= Stated task =
Which firm does the stock purchase plan below appoint as Broker? Please answer in a few words.

= Document text =
Employee Stock Purchase Plan

Contract Categories: Business Finance - Stock Agreements
EX-10.89 8 d23241exv10w89.htm EMPLOYEE STOCK PURCHASE PLAN exv10w89
 

Exhibit 10.89

THE BEVERLY ENTERPRISES 1988 EMPLOYEE STOCK PURCHASE PLAN
(as Amended and Restated effective July 1, 2000)

1.  Plan

      Beverly Enterprises, Inc. (the “Company”) hereby establishes the Beverly Enterprises 1988 Employee Stock Purchase Plan (the “Plan”) to afford Participants (as defined in Section 2) a convenient means for regular and systematic purchases of the Common Stock, $.10 par value, of the Company (“Common Stock”).

      The purpose of the Plan is to assist the Company in attracting and retaining personnel of outstanding abilities and to motivate them to dedicate their maximum productive effort on behalf of the Company.

      The Board of Directors of the Company or its delegates shall have full power and authority to interpret and construe any provisions of the Plan finally and conclusively as to all persons who have any interest hereunder, to adopt rules and regulations not inconsistent with the Plan for carrying out the Plan or for providing for matters not specifically covered in the Plan and to alter, amend and revoke any rules or regulations so adopted.

2.  Participants

      Each regular “full-time” (i.e. averages 60 hours or more per 14-day pay period) employee of the Company or any of its wholly owned subsidiaries (including any such person who may also be an Officer of the Company or any such subsidiary) who has completed one (1) year of continuous service and elects to participate at the inception of the Plan, or who so elects during the calendar month following the month such employee has completed the one (1) year of continuous service (hereinafter identified as a “Participant” or collectively as “Participants”), is eligible to participate in the Plan. The term “Officer” as used herein shall have the meaning set forth in Section 240.16a-1(f) of the General Rules and Regulations promulgated by the Securities and Exchange Commission, pursuant to the Securities Exchange Act of 1934. An employee who does not elect to participate at the inception of the Plan or during the calendar month following his or her first year of continuous service must wait until any subsequent month of March to enter the Plan as a Participant.

3.  Broker

      3.1 Appointment of Broker. The Company hereby appoints Merrill Lynch, Pierce, Fenner & Smith Incorporated, as Broker, to open and maintain an account in the name of each Participant and to make purchases of shares of Common Stock on the New York Stock Exchange for the accounts of Participants. The Broker has been appointed by the Board of Directors of the Company to administer the Plan and may be removed from such appointment at any time in the sole discretion of such Board of Directors or its delegate. Consequently, nothing in the Plan

 


 

shall be deemed to create an obligation on the part of the Company that the Broker shall continue to administer the Plan.

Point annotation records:
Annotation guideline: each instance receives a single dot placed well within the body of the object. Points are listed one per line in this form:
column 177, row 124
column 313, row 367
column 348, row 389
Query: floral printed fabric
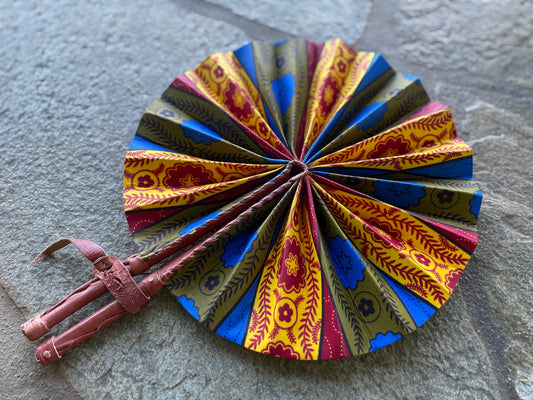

= The output =
Merrill Lynch, Pierce, Fenner & Smith Incorporated